Task statement:
Copy out the part of the listing below that begins with the line containing "Target: window with bars" and runs to the end of the listing, both ends included, character for character.

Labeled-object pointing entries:
+ + + +

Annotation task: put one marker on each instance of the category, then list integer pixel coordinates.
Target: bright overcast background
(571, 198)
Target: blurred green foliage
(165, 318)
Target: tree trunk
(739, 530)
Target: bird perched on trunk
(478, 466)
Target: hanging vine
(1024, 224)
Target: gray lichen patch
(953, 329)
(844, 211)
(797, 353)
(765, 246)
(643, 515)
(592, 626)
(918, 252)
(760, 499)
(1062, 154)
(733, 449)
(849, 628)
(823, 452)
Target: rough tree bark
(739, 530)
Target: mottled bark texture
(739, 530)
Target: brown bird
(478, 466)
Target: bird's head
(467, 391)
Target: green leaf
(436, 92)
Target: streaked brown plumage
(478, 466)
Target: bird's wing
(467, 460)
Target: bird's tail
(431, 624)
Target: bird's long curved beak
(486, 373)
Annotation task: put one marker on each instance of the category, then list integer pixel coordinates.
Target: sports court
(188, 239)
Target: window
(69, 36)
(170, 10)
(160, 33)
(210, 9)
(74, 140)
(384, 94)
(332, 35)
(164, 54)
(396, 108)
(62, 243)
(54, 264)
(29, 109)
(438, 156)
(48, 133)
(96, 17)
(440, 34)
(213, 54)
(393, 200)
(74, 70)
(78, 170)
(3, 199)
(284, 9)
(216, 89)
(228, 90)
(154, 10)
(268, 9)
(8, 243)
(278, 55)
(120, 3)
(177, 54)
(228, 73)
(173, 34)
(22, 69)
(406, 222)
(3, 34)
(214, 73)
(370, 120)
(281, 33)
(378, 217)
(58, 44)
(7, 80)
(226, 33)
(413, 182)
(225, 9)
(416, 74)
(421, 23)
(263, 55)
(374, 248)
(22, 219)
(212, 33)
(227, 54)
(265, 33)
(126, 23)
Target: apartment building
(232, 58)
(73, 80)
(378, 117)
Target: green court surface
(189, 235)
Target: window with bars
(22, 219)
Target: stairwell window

+ + + +

Solution:
Target: window with bars
(22, 219)
Target: stairwell window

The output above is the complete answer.